- Required work -
Output only an exact transcription of the line containing "Target: pumpkin dinosaur sculpture" and all lines that follow it in the data below.

- Data to use -
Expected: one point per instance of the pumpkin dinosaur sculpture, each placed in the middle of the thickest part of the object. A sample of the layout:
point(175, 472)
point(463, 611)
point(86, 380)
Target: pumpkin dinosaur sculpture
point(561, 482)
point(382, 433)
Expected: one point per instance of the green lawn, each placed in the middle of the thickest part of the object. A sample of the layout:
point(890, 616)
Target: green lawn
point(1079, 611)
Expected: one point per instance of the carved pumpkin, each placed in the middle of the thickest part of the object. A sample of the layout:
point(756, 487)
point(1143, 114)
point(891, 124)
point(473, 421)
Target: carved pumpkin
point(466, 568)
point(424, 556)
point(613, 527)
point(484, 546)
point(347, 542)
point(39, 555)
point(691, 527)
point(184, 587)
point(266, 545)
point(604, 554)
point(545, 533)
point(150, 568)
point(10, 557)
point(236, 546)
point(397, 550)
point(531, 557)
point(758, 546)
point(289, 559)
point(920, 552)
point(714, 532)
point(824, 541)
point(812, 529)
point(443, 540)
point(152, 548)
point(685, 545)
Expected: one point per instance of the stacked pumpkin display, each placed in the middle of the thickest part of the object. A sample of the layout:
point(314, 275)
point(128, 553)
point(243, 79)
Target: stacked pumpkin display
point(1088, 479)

- Task result -
Target: pumpkin dinosaur sculpture
point(561, 482)
point(382, 433)
Expected: one point per instance of the green lawn, each placed in the middle of the thickest part of the object. A sample of the layout:
point(890, 616)
Target: green lawn
point(1079, 611)
Expected: one point per instance of the carved pumpkin, each placed in the middle of the thickest part of the object. A sample of the layout:
point(756, 487)
point(1143, 114)
point(891, 124)
point(473, 421)
Target: carved pumpkin
point(466, 568)
point(424, 556)
point(613, 527)
point(484, 546)
point(347, 542)
point(39, 555)
point(691, 527)
point(184, 587)
point(266, 545)
point(604, 554)
point(545, 533)
point(150, 568)
point(10, 557)
point(236, 546)
point(397, 550)
point(531, 557)
point(758, 546)
point(289, 559)
point(920, 552)
point(714, 532)
point(824, 541)
point(812, 529)
point(443, 540)
point(152, 548)
point(685, 545)
Expected: one point per instance of the stacked pumpkin display, each placed in the middle of the thickest part of the object. A sample of the layout:
point(314, 275)
point(128, 553)
point(243, 79)
Target: stacked pumpkin display
point(1088, 479)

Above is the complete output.